** TASK **
Copy out the entries below word for word, starting at the line that contains "Where can the white shorebird" and continuing through the last line of the entries.

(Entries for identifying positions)
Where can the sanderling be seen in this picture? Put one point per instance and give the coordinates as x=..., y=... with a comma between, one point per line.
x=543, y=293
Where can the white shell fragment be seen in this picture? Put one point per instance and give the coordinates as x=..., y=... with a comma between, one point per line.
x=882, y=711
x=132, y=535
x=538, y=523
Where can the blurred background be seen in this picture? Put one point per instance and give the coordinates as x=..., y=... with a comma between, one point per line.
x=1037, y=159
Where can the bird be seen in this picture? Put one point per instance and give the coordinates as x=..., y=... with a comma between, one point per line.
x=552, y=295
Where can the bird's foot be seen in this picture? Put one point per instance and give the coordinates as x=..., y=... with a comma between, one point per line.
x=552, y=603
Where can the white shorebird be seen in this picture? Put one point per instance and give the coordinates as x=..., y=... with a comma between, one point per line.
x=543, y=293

** THE RESULT **
Where can the white shorebird be seen in this picture? Put one point per instance and give the coordinates as x=..., y=... with a comma between, one point per line.
x=543, y=293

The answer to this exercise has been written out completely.